:: Provided information

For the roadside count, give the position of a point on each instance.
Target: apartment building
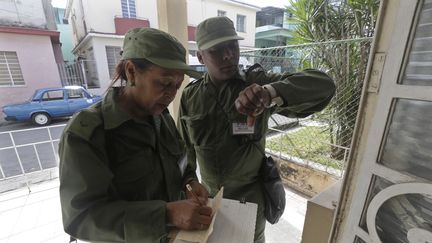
(99, 26)
(29, 49)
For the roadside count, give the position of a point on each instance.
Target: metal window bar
(322, 140)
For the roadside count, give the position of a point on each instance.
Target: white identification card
(242, 128)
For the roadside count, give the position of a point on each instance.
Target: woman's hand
(189, 215)
(199, 190)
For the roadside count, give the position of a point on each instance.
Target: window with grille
(221, 13)
(128, 8)
(10, 70)
(113, 57)
(241, 23)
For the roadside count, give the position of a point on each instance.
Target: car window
(76, 93)
(53, 95)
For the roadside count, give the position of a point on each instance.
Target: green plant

::::

**Exercise:**
Leave out the pictures and output the rest of the material exactly as written.

**Output of the exercise:**
For the roadside count, give the position of a point on each instance.
Target: apartment building
(99, 26)
(29, 49)
For the roadside count, give the position of a point on each instance.
Target: metal window bar
(322, 140)
For the roadside count, give the position of a point on each instance.
Target: white identification card
(242, 128)
For the roadside count, give the position of a point on each instance.
Target: woman's hand
(189, 215)
(199, 190)
For the roadside count, give the position of a point on each instance.
Target: window with grille
(221, 13)
(128, 8)
(10, 70)
(113, 57)
(241, 23)
For the roadside count, give the position of a point on each instance.
Target: car window
(76, 93)
(53, 95)
For the roadside count, give the position of a point on each instance.
Target: green plant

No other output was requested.